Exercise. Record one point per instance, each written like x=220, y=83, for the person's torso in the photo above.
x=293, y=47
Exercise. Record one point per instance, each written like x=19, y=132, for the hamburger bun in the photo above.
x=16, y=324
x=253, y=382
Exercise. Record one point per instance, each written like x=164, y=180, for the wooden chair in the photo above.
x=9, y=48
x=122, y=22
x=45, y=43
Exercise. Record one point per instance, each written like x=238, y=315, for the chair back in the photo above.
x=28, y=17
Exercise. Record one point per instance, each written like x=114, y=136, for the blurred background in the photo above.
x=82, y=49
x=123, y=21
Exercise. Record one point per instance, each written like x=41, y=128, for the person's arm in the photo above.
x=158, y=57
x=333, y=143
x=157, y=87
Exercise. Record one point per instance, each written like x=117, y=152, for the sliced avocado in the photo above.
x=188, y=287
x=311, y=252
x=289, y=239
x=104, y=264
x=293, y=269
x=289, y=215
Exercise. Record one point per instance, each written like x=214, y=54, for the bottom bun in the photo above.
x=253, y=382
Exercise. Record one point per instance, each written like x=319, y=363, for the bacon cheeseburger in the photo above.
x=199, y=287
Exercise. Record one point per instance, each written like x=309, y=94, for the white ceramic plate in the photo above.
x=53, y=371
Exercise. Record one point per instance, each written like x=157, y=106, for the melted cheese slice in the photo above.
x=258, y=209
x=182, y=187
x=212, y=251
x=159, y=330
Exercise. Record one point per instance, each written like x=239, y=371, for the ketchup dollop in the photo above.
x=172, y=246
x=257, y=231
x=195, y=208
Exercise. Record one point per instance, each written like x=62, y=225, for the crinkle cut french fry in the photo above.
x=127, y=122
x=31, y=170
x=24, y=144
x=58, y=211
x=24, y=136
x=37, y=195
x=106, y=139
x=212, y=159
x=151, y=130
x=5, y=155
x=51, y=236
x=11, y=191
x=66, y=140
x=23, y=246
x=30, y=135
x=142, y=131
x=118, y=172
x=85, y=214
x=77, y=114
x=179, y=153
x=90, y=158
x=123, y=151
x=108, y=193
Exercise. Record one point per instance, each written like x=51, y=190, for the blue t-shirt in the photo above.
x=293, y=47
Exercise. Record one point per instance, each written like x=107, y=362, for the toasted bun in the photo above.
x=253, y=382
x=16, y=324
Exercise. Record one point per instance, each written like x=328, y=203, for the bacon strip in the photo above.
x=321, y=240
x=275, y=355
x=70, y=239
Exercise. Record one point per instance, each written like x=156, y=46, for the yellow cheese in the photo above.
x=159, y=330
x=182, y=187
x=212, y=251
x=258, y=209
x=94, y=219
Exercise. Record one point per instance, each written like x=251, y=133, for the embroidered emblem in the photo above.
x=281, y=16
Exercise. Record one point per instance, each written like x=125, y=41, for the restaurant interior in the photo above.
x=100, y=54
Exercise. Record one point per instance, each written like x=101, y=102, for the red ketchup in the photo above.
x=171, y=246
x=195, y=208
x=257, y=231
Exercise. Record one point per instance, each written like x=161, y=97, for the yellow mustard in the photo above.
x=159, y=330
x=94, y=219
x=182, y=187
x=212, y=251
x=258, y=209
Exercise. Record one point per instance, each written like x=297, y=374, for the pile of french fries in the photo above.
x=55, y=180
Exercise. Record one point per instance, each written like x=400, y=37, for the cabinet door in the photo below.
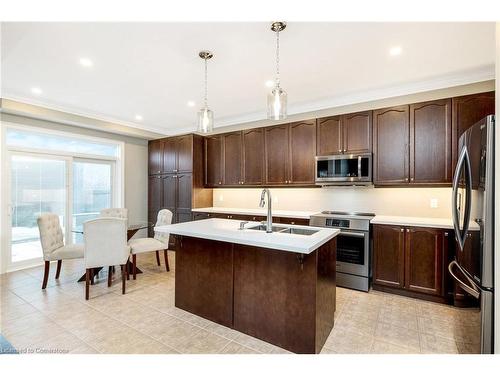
x=184, y=153
x=330, y=138
x=424, y=260
x=184, y=191
x=169, y=153
x=302, y=149
x=213, y=161
x=357, y=129
x=253, y=157
x=388, y=255
x=155, y=157
x=276, y=151
x=169, y=191
x=467, y=110
x=232, y=158
x=390, y=146
x=430, y=142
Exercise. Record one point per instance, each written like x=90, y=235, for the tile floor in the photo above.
x=144, y=320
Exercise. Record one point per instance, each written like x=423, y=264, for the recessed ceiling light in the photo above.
x=86, y=62
x=395, y=51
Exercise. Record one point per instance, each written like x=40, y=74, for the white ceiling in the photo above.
x=153, y=69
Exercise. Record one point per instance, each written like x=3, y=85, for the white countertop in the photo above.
x=227, y=231
x=442, y=223
x=256, y=211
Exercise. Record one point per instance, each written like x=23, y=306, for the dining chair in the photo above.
x=158, y=243
x=105, y=244
x=53, y=247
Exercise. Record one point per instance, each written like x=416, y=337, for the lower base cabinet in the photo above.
x=411, y=261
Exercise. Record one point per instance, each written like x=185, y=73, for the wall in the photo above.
x=382, y=201
x=135, y=161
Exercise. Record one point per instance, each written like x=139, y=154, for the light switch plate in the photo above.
x=434, y=203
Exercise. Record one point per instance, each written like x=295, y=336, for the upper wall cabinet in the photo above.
x=346, y=134
x=430, y=142
x=253, y=156
x=467, y=110
x=391, y=130
x=302, y=148
x=213, y=161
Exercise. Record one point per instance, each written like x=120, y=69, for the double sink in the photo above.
x=288, y=230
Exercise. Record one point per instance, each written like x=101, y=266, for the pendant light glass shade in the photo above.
x=276, y=99
x=276, y=104
x=205, y=120
x=205, y=115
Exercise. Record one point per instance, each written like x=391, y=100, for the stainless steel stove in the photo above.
x=353, y=246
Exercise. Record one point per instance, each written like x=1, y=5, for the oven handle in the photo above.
x=352, y=234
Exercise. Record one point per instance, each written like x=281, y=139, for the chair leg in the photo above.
x=46, y=274
x=58, y=271
x=165, y=255
x=110, y=274
x=124, y=277
x=134, y=266
x=87, y=281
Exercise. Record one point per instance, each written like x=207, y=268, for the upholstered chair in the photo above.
x=121, y=213
x=158, y=243
x=105, y=243
x=53, y=246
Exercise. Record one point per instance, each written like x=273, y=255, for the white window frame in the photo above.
x=118, y=182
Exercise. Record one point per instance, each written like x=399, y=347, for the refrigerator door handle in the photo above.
x=473, y=290
x=463, y=161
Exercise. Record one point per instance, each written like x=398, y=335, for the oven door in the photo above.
x=353, y=252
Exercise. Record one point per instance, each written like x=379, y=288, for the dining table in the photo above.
x=132, y=229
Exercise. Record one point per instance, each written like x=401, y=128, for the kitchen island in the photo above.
x=278, y=287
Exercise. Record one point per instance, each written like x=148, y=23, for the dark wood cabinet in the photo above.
x=425, y=260
x=411, y=261
x=276, y=155
x=391, y=130
x=346, y=134
x=302, y=149
x=232, y=158
x=253, y=156
x=179, y=186
x=213, y=161
x=155, y=157
x=330, y=137
x=467, y=110
x=357, y=129
x=388, y=255
x=430, y=142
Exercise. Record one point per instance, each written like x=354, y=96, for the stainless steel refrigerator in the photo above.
x=473, y=215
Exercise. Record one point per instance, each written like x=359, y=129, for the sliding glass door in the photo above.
x=92, y=191
x=38, y=184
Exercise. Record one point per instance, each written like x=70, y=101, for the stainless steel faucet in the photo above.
x=262, y=203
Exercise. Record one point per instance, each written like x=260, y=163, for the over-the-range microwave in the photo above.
x=347, y=169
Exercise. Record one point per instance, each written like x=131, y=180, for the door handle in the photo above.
x=473, y=289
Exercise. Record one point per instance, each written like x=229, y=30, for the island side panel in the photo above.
x=204, y=279
x=326, y=292
x=275, y=297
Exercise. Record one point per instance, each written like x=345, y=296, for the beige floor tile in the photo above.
x=398, y=336
x=235, y=348
x=345, y=341
x=382, y=347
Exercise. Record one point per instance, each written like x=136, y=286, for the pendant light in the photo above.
x=276, y=99
x=205, y=115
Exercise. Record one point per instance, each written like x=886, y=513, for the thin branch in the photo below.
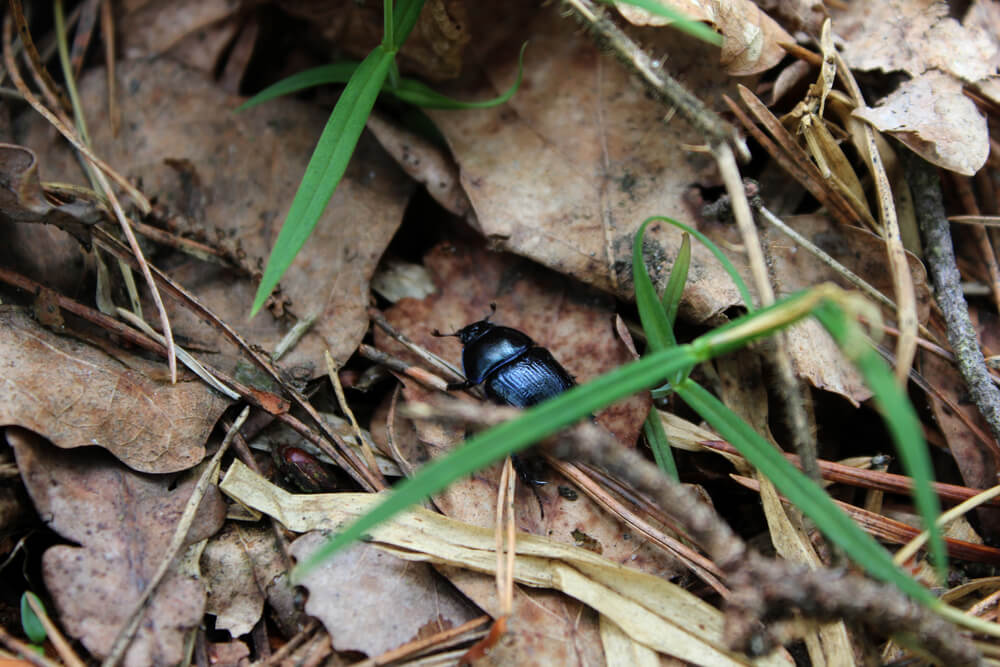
x=938, y=249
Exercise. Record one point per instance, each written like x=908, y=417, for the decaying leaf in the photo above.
x=76, y=395
x=815, y=356
x=930, y=113
x=230, y=178
x=752, y=38
x=353, y=593
x=195, y=32
x=22, y=198
x=434, y=49
x=651, y=610
x=567, y=170
x=239, y=564
x=932, y=116
x=122, y=522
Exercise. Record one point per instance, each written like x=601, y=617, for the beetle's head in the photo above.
x=472, y=331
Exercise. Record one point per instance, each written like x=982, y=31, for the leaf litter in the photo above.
x=560, y=177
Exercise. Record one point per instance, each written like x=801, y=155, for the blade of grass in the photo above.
x=656, y=436
x=721, y=256
x=388, y=26
x=316, y=76
x=326, y=167
x=659, y=332
x=408, y=90
x=404, y=17
x=903, y=425
x=30, y=623
x=681, y=21
x=492, y=445
x=803, y=492
x=671, y=299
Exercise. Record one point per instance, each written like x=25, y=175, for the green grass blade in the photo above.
x=659, y=331
x=404, y=17
x=495, y=443
x=671, y=299
x=801, y=491
x=30, y=623
x=721, y=256
x=316, y=76
x=681, y=21
x=902, y=422
x=326, y=167
x=421, y=95
x=388, y=26
x=656, y=436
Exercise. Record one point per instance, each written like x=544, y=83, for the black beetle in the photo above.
x=512, y=368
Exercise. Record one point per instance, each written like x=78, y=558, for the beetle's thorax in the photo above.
x=488, y=347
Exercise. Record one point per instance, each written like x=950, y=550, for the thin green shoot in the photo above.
x=681, y=21
x=33, y=627
x=545, y=419
x=336, y=145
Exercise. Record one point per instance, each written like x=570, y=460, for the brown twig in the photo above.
x=963, y=188
x=708, y=123
x=940, y=256
x=356, y=468
x=444, y=638
x=396, y=364
x=899, y=268
x=896, y=532
x=868, y=479
x=437, y=362
x=65, y=651
x=763, y=590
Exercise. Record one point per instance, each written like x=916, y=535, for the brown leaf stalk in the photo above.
x=940, y=257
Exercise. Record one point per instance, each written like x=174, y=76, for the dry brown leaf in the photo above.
x=651, y=610
x=371, y=601
x=815, y=356
x=434, y=50
x=930, y=114
x=975, y=460
x=195, y=32
x=76, y=395
x=231, y=178
x=567, y=170
x=576, y=325
x=238, y=565
x=122, y=522
x=752, y=38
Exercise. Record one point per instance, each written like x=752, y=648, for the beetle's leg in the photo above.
x=528, y=474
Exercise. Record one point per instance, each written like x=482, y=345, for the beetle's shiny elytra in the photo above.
x=512, y=368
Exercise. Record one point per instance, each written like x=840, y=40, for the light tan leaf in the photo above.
x=914, y=36
x=239, y=564
x=752, y=38
x=231, y=178
x=932, y=116
x=371, y=601
x=568, y=169
x=929, y=113
x=122, y=522
x=76, y=395
x=651, y=610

____

**Exercise directions:** Copy out every line from the one containing "toasted bun in the photo above." down to the one containing "x=55, y=180", including both of those lines, with each line unchanged.

**Solved problem:**
Exercise. Record one point per instance, each written like x=107, y=362, for the toasted bun in the photo above.
x=253, y=382
x=16, y=324
Exercise. Record one point per instance, each written like x=328, y=203, for the bacon strip in the photo above.
x=321, y=240
x=275, y=355
x=70, y=239
Exercise. Record one point per instance, each written like x=156, y=46, for the yellow cheese in the photo above.
x=159, y=330
x=182, y=187
x=212, y=251
x=258, y=209
x=94, y=219
Exercise. Record one point per instance, each written like x=251, y=133, for the embroidered emblem in the photo above.
x=281, y=16
Exercise. Record one point per instance, each written like x=125, y=41, for the restaurant interior in the photo above.
x=100, y=54
Exercise. Record one point per instance, each written like x=101, y=102, for the red ketchup in the photo above.
x=171, y=246
x=195, y=208
x=257, y=231
Exercise. Record one point per instance, each written like x=161, y=97, for the yellow mustard in the photo above.
x=159, y=330
x=94, y=219
x=182, y=187
x=212, y=251
x=258, y=209
Exercise. Record one point per instance, each written like x=297, y=374, for the pile of french fries in the photo above.
x=55, y=180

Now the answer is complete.